TO DO: Give back the line where "Can you find the rugby" appears and all the lines after it until the listing ends, unchanged and with nothing else.

Collection entries
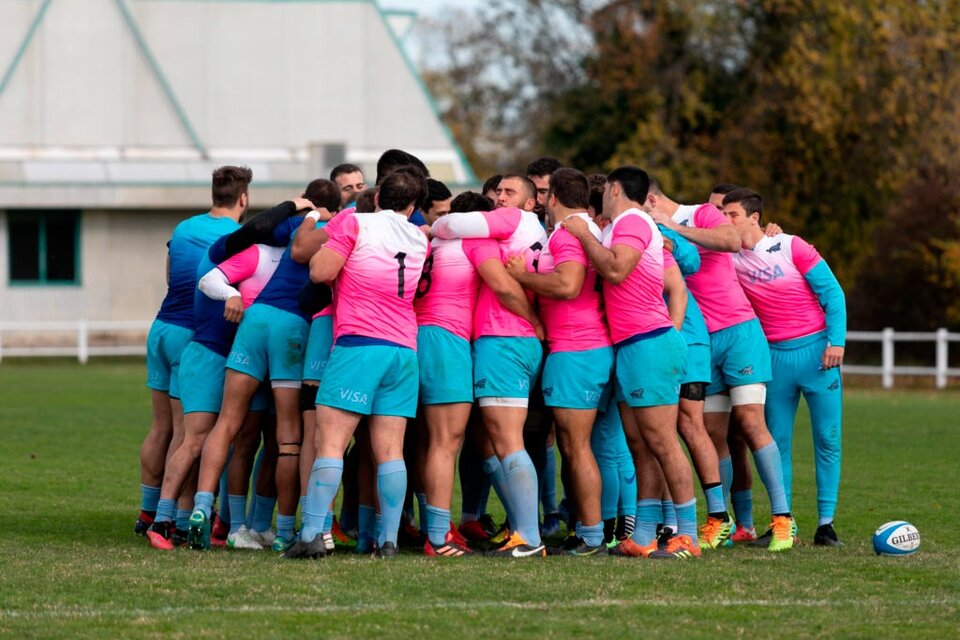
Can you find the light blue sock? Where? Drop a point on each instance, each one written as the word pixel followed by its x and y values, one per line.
pixel 438 524
pixel 149 497
pixel 687 520
pixel 743 507
pixel 549 497
pixel 391 487
pixel 324 481
pixel 203 500
pixel 422 511
pixel 238 512
pixel 591 534
pixel 521 483
pixel 166 510
pixel 286 526
pixel 183 519
pixel 669 514
pixel 263 507
pixel 726 478
pixel 769 466
pixel 714 496
pixel 494 471
pixel 648 515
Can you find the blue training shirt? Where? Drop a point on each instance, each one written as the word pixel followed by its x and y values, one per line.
pixel 189 244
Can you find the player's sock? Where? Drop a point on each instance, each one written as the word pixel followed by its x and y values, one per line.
pixel 166 510
pixel 687 520
pixel 592 534
pixel 767 461
pixel 521 483
pixel 203 500
pixel 438 523
pixel 263 507
pixel 149 497
pixel 714 494
pixel 494 470
pixel 238 512
pixel 726 478
pixel 324 481
pixel 422 511
pixel 391 487
pixel 743 507
pixel 648 515
pixel 668 513
pixel 286 526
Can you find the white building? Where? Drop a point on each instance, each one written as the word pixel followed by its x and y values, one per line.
pixel 114 113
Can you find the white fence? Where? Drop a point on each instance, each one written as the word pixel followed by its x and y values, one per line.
pixel 82 349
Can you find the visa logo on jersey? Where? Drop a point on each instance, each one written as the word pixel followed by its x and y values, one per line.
pixel 765 274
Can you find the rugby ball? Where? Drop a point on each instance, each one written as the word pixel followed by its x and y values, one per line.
pixel 897 538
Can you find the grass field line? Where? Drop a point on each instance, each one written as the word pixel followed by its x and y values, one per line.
pixel 593 603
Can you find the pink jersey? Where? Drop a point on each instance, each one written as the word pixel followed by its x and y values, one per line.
pixel 252 268
pixel 578 324
pixel 715 285
pixel 373 294
pixel 771 274
pixel 447 293
pixel 499 234
pixel 636 305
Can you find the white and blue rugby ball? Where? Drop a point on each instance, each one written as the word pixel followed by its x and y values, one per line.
pixel 897 538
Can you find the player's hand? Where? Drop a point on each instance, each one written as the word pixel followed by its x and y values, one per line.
pixel 233 309
pixel 772 229
pixel 576 225
pixel 516 266
pixel 832 357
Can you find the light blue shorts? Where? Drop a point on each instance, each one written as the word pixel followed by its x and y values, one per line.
pixel 376 380
pixel 270 342
pixel 578 379
pixel 698 364
pixel 165 345
pixel 649 369
pixel 201 379
pixel 505 367
pixel 739 355
pixel 446 366
pixel 319 344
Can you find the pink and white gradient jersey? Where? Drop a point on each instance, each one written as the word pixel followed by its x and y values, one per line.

ANSWER FOR THE TASK:
Can you find the rugby ball? Where? Drop a point on each instance, each one written as the word pixel followed by its x and y values, one per line.
pixel 897 538
Can you find the grass field line? Where? Drop a point on each instance, each one written as the word pixel followed by its x and y values, one per line.
pixel 593 603
Can you find the pink jersey? Where? Drop a point on each instance, each one written as the word pixel followed by its x and y values, one per line.
pixel 252 268
pixel 578 324
pixel 715 285
pixel 373 294
pixel 771 274
pixel 447 293
pixel 499 234
pixel 636 305
Can you find the white and blue rugby ball? Where? Drop a point on each instance, each one written as the word pixel followed by its x and y values, one per line.
pixel 897 538
Can you find the player's hand? Where? Drop a point on each instance, each one written as the word pixel followed by its x and y values, one per line.
pixel 233 309
pixel 772 229
pixel 576 225
pixel 516 266
pixel 832 357
Can you find the light blue shorts? Where? Drop a point on each instance, each one written as the word pixel followed by its x and y values, one per line.
pixel 376 380
pixel 270 342
pixel 578 379
pixel 698 364
pixel 165 345
pixel 649 369
pixel 201 379
pixel 505 367
pixel 739 355
pixel 446 366
pixel 319 344
Can you find the pink and white gradient jersey? Where? Drop a point on each instance, each one written as the word pixel followed by its x and y values, one per line.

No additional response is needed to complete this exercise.